| List of tasks |
(a) Condense the paragraph of the article on Atria and New Senior that begins "We have to admit, however" into a bulleted list that keeps its main facts.
(b) Answer these questions using the article on Atria and New Senior:
(i) How many of New Senior's 103 properties had Holiday been managing?
(ii) By how many basis points has the New Senior portfolio's occupancy dropped in the past year?
(iii) What name will Atria give its middle market assisted living brand?

| Selected passage |

####

Last week, as part of its earnings release, New Senior Investment Group announced that Atria Senior Living would be taking over management of 21 independent living communities managed by Holiday Retirement Corporation. From a diversification perspective, this makes great sense for New Senior because Holiday had been managing 98 of New Senior’s 103 properties. In the REIT world, that kind of tenant concentration is a no-no.  

Like most owners across the country, including Atria, the New Senior portfolio has seen its occupancy drop by 690 basis points in the past year. This is much better than the average for assisted living and skilled nursing, but as we all know, the higher you are on the acuity scale, the more damage done by COVID. And since Holiday is independent living, it is no wonder they have performed relatively well during the pandemic. 

We have to admit, however, that we were a bit surprised by Atria taking on the management of these communities. After all, Atria prides itself on being an operator of mostly high-end communities in high-end, primary markets, boasting rates of $6,000 to $10,000 per month (and higher) and among the highest margins in the business. Holiday always prided itself on being an operator of “B” communities in secondary markets catering to the middle class at a fair price. And as founder Bill Colson liked to say, “we run a tight ship.” The Holiday portfolio has a revenue per occupied room of about $2,700. That might get you a walk-in closet and kitchen in a top Atria community. The only similarity is that Holiday’s margins are high, at close to 39% in the pandemic, but closer to 41% when occupancy is normalized. 

Apparently, this is all part of Atria’s strategy for branding, and in particular, a multi-branding strategy. The Holiday portfolio represents an opportunity to go after the middle market. While the middle market certainly does need more supply, and help, this is not the first area we would think of for Atria to expand in. Also, we have been very vocal that branding does not work in seniors housing because it is a one-time purchase (or two times if the adult daughter is in the market 30 years after helping her mother). It is not like a Marriott or Ritz where you stay year after year and you know exactly what you are getting, each and every time. 

Brookdale Senior Living tried it with a major television ad campaign. While we liked the ads every morning over breakfast, the Brookdale name associated with an original Brookdale property, or ones purchased from Emeritus or Alterra or Sunwest or any number of company names, made no sense. They all looked different, operated differently, had different décor and different amenities. The only thing that was common was the Brookdale name, but no one would remember that. At least Atria will have a new name for its middle market assisted living brand (Gladwell), but they have Atria Signature, Atria Park and perhaps others. Is the consumer going to remember the difference? We doubt it, especially after one purchase.  

We are glad to see that Atria is back in the growth mode after having several of its communities sold off by some of its REIT landlords. And maybe this new relationship with New Senior will lead to more opportunities (with big Deb watching in the background). For New Senior, it is the smallest of the seniors housing REITs and most likely to be sold at some point, unless they can grow it. But census and unit values have to rise to attract buyers to pay any kind of premium. With the vaccine rolled out in its communities, that may happen soon. And maybe Atria will help in the effort.

####

| Extracted data |
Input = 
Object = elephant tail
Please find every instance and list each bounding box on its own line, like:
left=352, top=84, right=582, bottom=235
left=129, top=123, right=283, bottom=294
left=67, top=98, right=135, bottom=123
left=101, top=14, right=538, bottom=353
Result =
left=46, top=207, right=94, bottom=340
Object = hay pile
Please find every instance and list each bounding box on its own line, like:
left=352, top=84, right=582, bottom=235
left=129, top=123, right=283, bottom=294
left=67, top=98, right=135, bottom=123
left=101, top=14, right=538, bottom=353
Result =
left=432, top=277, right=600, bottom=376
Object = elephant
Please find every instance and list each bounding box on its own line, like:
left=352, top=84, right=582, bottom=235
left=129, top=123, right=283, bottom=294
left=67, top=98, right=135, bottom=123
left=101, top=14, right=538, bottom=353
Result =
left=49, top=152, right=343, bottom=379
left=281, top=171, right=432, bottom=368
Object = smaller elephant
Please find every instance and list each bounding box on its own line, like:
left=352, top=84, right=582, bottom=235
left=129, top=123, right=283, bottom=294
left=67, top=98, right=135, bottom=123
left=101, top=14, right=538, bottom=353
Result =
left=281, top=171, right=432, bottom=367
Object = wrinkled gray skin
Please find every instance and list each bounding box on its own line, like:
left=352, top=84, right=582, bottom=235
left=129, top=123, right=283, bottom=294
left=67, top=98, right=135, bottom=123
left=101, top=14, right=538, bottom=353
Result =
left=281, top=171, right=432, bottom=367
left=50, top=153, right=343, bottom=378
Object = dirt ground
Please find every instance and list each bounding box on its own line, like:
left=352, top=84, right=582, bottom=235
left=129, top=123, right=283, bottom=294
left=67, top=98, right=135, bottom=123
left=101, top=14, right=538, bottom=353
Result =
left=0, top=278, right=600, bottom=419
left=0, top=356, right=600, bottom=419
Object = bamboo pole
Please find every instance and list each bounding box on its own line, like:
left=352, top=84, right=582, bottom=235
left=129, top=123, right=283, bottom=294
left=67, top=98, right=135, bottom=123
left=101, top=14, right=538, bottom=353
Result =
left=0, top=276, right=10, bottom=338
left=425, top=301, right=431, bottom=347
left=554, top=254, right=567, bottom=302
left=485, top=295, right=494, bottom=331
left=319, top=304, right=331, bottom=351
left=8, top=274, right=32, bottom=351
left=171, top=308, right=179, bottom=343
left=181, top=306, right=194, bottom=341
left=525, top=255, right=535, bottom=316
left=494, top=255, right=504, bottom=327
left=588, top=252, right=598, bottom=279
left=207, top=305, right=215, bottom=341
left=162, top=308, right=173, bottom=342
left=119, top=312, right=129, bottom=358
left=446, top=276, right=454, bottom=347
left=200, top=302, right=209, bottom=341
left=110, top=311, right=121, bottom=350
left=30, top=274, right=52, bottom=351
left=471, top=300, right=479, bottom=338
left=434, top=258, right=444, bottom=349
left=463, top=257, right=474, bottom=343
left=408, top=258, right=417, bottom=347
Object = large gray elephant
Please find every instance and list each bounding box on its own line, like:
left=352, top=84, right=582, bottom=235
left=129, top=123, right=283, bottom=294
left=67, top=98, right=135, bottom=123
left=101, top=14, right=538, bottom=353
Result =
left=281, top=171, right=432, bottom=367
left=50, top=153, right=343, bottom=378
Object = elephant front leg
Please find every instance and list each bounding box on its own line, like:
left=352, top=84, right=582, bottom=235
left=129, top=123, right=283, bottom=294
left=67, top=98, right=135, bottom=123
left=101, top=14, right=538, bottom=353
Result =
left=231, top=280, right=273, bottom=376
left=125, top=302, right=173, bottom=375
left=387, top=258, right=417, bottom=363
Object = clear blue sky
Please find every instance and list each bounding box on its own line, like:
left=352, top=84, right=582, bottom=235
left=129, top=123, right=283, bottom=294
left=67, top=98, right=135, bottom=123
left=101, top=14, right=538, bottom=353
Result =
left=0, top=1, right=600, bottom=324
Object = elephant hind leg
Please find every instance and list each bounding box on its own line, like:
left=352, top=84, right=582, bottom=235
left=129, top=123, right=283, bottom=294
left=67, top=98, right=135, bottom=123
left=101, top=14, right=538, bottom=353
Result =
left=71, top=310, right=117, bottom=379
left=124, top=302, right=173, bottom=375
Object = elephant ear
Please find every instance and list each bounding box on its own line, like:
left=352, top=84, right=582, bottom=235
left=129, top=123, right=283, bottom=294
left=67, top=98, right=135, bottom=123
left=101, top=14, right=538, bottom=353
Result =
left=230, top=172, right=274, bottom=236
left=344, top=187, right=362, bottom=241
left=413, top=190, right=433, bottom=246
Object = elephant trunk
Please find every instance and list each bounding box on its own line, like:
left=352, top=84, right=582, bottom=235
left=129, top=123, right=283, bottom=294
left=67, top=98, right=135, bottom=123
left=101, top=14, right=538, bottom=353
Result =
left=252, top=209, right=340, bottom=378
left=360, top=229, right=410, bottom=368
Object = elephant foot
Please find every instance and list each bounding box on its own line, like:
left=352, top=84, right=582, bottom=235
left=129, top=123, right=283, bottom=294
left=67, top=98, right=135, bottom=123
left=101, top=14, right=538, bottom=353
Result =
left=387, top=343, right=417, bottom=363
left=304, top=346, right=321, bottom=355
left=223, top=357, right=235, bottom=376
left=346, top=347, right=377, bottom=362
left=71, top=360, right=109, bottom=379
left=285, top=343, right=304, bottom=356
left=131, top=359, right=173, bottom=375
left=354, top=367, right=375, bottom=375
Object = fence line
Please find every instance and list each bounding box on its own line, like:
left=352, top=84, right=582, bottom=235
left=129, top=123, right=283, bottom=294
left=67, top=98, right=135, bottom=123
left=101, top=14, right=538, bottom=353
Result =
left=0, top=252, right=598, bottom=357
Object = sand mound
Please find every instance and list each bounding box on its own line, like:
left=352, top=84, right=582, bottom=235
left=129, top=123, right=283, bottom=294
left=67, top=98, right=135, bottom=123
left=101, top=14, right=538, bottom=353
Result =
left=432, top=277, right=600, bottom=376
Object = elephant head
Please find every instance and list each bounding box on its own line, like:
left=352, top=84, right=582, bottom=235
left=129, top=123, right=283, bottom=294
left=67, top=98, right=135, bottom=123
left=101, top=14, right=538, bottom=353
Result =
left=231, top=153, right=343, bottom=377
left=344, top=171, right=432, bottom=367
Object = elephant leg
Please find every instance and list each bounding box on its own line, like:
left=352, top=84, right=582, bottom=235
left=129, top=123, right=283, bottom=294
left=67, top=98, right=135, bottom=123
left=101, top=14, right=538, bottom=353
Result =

####

| Answers in order |
(a)
- Atria's decision to take over management of these communities was somewhat surprising.
- Atria operates mostly high-end communities in high-end, primary markets, charges $6,000 to $10,000 per month (and higher), and has among the highest margins in the business.
- Holiday operates "B" communities in secondary markets and serves the middle class at a fair price. Its founder, Bill Colson, liked to say "we run a tight ship."
- Holiday's revenue per occupied room is about $2,700.
- The only similarity between the two is high margins. Holiday's margins are close to 39% in the pandemic and closer to 41% with normalized occupancy.

(b)
(i) 98
(ii) 690 basis points
(iii) Gladwell